## Request
Format the entries as a two-column CSV with columns named request and points, starting at the line containing "In this photo, each instance of the green grass" and ending at the line containing "(182, 1018)". Give one row per entry, put each field in quotes with line breaks turned into spaces, and leave the pictures out.

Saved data

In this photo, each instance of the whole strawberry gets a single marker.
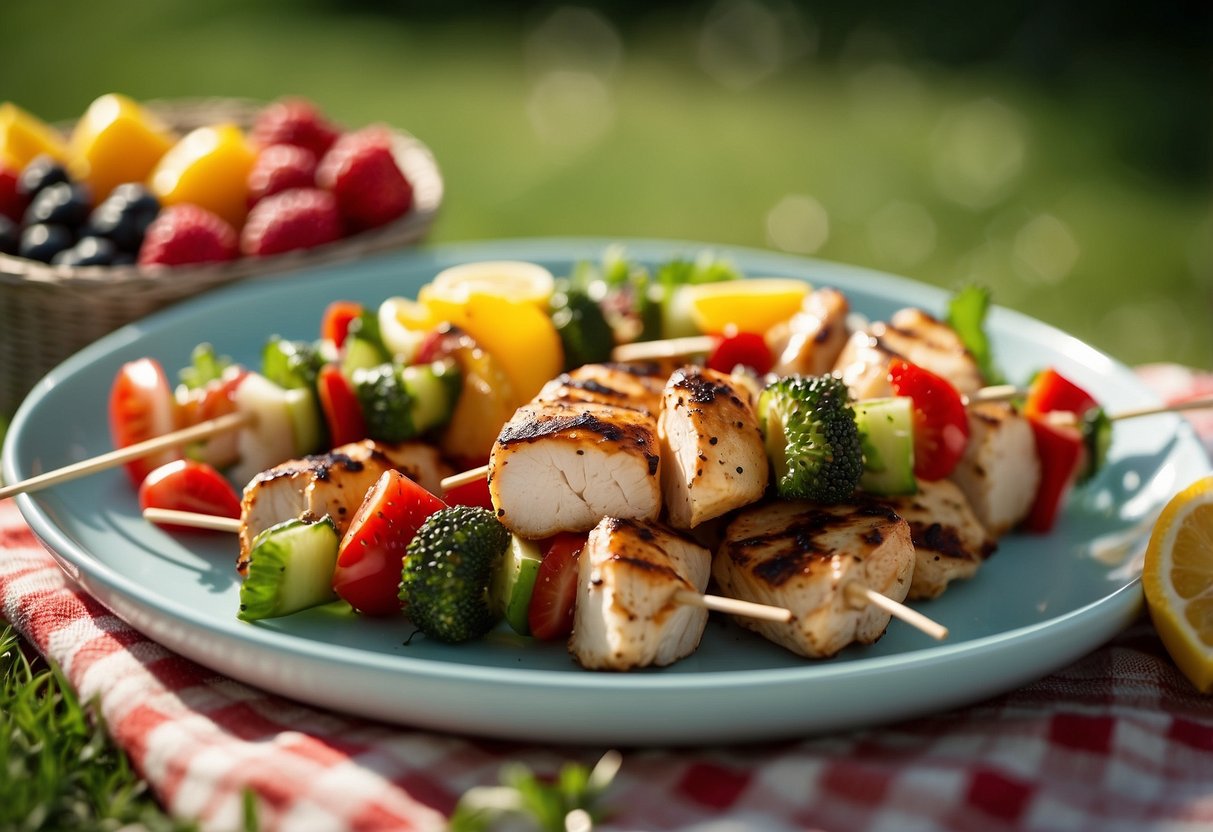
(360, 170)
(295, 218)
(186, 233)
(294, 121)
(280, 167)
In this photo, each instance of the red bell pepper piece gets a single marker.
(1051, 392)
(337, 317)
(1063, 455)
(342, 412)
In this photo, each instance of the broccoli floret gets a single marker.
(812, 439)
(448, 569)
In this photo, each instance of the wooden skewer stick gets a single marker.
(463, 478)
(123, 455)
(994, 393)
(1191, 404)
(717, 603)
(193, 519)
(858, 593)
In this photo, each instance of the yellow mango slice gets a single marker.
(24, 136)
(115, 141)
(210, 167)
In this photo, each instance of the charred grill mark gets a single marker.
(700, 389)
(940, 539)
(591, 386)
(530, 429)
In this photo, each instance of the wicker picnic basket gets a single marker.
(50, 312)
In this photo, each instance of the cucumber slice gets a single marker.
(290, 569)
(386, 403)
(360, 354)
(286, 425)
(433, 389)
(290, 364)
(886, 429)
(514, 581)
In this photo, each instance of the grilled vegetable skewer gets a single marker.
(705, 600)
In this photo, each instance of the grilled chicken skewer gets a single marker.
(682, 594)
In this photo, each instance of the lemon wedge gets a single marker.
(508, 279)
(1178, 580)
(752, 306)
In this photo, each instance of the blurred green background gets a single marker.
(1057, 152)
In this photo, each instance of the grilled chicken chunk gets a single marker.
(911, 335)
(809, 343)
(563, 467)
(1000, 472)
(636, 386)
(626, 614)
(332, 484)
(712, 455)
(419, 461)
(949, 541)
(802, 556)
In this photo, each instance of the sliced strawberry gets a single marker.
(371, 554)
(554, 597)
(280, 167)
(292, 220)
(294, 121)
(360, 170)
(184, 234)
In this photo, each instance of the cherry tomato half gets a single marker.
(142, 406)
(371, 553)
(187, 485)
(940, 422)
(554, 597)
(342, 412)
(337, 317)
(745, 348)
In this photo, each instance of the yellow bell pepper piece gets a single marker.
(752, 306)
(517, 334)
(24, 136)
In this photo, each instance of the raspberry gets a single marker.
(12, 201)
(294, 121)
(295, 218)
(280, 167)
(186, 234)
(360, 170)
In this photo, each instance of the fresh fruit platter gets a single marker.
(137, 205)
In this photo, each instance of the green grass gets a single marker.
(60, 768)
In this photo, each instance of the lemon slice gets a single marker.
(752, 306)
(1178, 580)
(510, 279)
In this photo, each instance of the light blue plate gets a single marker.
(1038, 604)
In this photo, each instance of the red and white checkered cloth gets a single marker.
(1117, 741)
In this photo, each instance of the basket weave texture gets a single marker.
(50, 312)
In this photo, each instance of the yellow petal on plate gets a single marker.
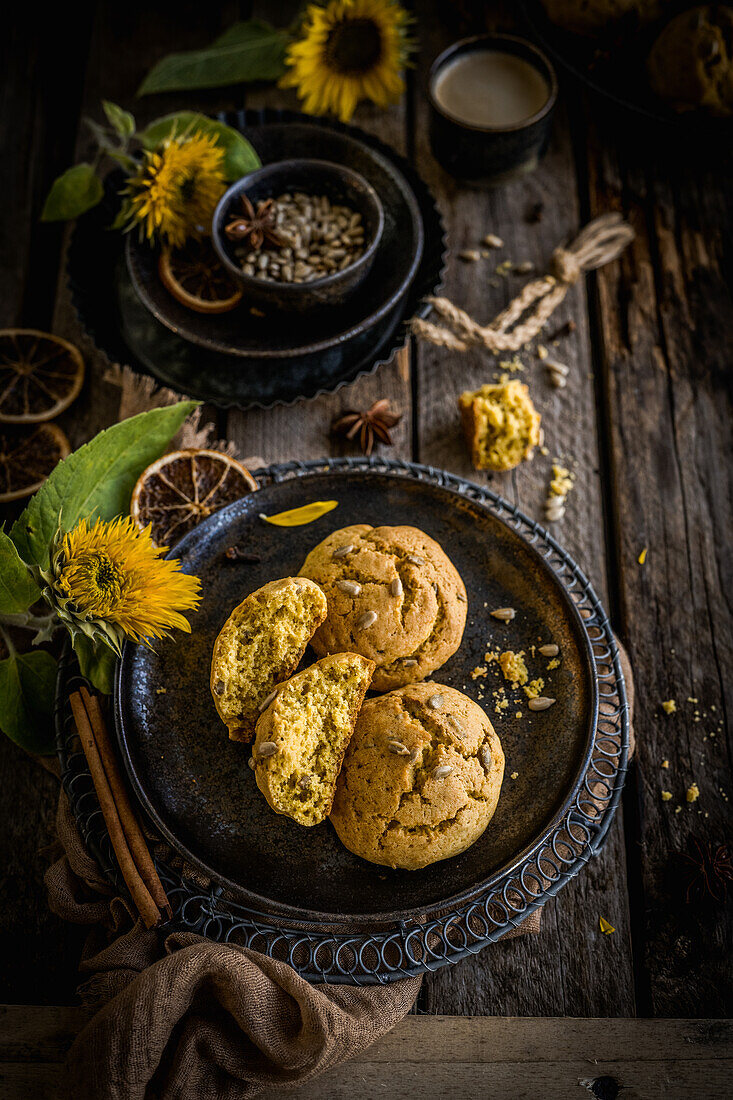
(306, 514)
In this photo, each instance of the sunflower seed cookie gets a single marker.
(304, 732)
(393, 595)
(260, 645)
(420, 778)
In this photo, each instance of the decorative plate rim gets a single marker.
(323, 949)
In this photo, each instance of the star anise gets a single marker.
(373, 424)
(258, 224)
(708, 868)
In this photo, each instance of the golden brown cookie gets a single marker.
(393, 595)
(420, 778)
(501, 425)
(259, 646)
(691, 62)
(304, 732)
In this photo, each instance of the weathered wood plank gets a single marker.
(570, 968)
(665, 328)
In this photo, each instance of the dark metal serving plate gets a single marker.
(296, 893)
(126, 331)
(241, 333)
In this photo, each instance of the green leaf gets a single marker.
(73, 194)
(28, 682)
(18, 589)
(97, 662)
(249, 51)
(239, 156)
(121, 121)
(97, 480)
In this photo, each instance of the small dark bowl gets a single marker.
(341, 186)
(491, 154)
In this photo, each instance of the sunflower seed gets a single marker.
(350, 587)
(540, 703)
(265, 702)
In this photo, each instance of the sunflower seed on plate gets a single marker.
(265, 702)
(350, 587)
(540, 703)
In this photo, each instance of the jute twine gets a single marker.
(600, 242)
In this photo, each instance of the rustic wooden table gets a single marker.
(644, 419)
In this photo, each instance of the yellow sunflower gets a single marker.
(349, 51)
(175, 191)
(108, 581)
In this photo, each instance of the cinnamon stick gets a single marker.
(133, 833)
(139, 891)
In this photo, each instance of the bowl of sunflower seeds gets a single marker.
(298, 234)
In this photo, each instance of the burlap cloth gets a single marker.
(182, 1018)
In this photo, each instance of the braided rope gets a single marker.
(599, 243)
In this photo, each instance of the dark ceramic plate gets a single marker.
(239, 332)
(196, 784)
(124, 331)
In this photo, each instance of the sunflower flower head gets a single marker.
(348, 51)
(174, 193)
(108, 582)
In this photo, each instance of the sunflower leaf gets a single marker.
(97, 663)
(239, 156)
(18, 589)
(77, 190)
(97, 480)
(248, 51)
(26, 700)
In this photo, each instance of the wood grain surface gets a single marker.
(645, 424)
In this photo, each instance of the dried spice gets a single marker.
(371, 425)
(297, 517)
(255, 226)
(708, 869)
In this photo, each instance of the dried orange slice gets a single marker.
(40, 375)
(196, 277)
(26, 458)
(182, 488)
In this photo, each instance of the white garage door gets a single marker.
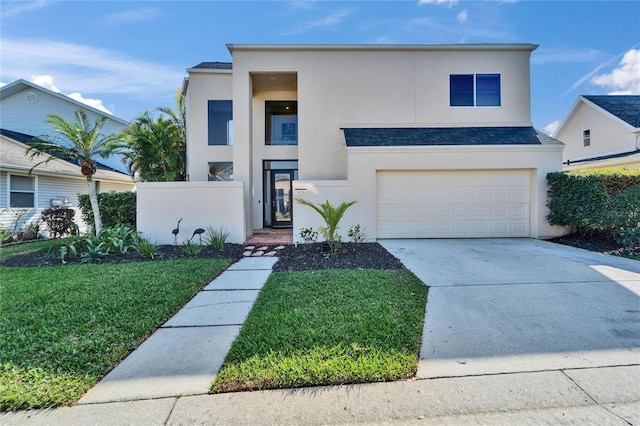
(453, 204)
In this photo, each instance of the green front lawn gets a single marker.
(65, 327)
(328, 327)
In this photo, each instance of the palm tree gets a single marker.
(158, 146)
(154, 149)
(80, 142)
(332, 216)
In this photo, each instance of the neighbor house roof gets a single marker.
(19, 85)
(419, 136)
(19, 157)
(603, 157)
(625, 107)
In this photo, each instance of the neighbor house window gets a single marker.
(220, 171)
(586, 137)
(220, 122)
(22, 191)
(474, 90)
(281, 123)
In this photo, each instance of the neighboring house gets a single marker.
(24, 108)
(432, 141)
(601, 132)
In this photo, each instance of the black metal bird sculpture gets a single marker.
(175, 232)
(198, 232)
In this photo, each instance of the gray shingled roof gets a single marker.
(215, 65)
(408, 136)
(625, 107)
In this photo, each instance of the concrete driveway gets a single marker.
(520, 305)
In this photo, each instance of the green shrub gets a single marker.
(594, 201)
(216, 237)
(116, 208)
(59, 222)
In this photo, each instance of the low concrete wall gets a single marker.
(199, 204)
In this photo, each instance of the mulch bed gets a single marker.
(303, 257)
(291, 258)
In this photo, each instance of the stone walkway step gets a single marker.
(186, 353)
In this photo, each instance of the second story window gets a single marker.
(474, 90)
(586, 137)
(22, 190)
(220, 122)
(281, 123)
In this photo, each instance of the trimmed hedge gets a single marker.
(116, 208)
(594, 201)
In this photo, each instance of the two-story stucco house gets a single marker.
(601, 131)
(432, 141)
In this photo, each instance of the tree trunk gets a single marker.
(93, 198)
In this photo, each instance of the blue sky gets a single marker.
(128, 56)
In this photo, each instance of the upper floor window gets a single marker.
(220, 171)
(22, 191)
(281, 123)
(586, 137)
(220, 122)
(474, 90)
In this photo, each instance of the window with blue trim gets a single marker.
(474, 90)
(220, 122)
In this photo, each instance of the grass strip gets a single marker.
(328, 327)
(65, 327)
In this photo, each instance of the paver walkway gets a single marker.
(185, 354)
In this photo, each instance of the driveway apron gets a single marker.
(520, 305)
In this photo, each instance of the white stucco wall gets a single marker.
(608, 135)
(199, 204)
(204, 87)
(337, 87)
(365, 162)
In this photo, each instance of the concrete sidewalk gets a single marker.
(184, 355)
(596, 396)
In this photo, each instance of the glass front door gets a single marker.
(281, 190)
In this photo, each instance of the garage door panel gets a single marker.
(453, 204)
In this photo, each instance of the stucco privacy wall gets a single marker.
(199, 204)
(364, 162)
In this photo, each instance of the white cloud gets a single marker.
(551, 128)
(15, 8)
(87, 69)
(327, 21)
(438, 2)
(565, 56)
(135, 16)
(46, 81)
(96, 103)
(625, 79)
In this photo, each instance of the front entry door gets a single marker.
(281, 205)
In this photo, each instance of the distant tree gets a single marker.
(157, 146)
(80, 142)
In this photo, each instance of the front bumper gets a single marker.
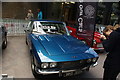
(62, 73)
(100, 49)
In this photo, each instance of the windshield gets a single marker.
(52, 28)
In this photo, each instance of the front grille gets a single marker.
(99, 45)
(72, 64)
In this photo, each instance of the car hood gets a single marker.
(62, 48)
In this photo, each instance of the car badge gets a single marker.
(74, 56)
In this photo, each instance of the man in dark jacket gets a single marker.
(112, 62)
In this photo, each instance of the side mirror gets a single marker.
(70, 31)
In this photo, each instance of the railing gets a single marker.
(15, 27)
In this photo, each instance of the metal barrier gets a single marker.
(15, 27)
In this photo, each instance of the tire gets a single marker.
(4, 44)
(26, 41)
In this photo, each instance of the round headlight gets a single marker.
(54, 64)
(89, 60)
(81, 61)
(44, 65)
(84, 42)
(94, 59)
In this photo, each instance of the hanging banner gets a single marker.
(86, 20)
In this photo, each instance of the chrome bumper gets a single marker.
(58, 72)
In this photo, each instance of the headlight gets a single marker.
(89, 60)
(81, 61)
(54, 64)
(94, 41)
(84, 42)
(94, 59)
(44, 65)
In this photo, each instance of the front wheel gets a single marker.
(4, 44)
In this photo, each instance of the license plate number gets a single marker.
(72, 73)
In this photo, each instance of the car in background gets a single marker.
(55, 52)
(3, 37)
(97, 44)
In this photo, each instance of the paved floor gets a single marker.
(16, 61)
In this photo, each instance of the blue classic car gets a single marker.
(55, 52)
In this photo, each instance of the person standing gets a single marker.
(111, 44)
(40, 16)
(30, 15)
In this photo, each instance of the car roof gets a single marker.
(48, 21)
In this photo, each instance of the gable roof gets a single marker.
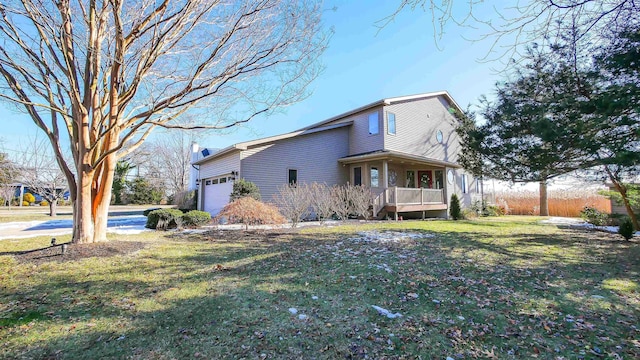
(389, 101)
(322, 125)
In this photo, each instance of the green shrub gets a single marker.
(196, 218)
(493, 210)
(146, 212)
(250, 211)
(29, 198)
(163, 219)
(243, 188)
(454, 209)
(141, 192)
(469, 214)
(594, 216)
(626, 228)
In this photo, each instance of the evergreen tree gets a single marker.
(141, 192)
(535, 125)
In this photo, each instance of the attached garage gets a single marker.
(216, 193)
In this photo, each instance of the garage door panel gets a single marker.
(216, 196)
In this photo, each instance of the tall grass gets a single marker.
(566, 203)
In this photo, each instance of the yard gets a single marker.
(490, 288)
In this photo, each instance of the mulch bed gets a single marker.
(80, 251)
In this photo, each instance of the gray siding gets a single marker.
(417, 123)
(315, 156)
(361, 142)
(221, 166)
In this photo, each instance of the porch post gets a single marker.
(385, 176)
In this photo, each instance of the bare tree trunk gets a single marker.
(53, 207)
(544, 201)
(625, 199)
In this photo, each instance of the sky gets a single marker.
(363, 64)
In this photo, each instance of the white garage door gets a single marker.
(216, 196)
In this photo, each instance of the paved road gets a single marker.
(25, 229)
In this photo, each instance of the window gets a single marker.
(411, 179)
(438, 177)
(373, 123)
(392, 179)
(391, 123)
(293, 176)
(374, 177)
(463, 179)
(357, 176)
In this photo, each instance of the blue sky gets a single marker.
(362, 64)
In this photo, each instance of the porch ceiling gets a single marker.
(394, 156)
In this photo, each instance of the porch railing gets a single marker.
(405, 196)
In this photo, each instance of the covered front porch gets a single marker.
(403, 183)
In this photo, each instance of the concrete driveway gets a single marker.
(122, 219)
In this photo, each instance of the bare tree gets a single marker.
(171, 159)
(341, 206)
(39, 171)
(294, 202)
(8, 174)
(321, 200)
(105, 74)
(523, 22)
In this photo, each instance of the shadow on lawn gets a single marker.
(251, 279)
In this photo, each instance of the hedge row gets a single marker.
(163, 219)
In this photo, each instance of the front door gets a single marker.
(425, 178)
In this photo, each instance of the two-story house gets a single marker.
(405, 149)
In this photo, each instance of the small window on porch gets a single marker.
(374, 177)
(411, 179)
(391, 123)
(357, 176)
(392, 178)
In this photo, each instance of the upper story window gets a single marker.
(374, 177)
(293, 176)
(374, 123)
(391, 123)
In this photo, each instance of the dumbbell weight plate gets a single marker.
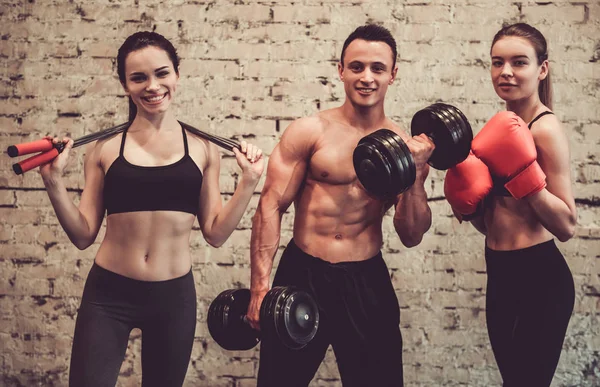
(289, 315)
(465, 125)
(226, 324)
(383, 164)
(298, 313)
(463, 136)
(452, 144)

## The response
request,points
"In this photo, each instance of the green grass gets a single marker.","(60, 768)"
"In this photo, each instance of the lemon slice gets a single marker.","(752, 306) (1178, 580) (510, 279)"
"In this photo, each instance of the light blue plate gets a single marker.","(1038, 604)"
"In this photo, each instance of the red and white checkered cloth gets a single marker.","(1117, 741)"
"In this photo, each instance of the basket weave texture gets a single marker.","(50, 312)"
"In this photo, each instance of the yellow petal on plate gets a single marker.","(306, 514)"
"In this photo, each instance of the sunflower seed cookie gets a single marker.","(304, 732) (393, 595) (260, 645) (420, 778)"
"In this photo, each instance of the decorative plate rim gets a single marker.","(323, 949)"
"In this photo, each instance of the star anise gets a single marker.","(373, 424) (258, 224) (708, 868)"
"In this photo, each instance of the golden brown cookie gets a single marker.","(393, 595) (420, 778) (501, 425) (259, 646) (691, 62) (304, 732)"
"In this photo, each instance of the weathered wood plank gets a single marker.","(570, 968) (665, 328)"
"In this photo, each instance of the dark metal serving plate gets a single marker.","(296, 893) (126, 331) (241, 333)"
"In this photo, each instance of the green leaf gets a single marker.","(73, 194) (28, 682) (18, 589) (97, 662) (249, 51) (239, 156) (121, 121) (97, 480)"
"In this photo, each instance of the small dark bowl gets a single marker.","(341, 186) (491, 154)"
"In this photo, each instance of the sunflower seed gets a single marker.","(350, 587) (540, 703) (265, 702)"
"In this photo, each instance of the sunflower seed on plate gets a single marker.","(265, 702) (350, 587) (540, 703)"
"In this photo, each instance of the jute twine gets a single marker.","(600, 242)"
"In this photo, each instance of the rustic wooden table gets a single marker.","(644, 419)"
"In this photo, each instance of the yellow sunflower gets a single marker.","(349, 51) (175, 191) (108, 581)"
"In this photo, each instance of the cinnamon stick gets a single marker.","(133, 833) (139, 891)"
"In this photo, each instance of the bowl of sunflower seeds gets a single marker.","(298, 234)"
"In this photo, each instance of the burlap cloth gets a single marker.","(182, 1018)"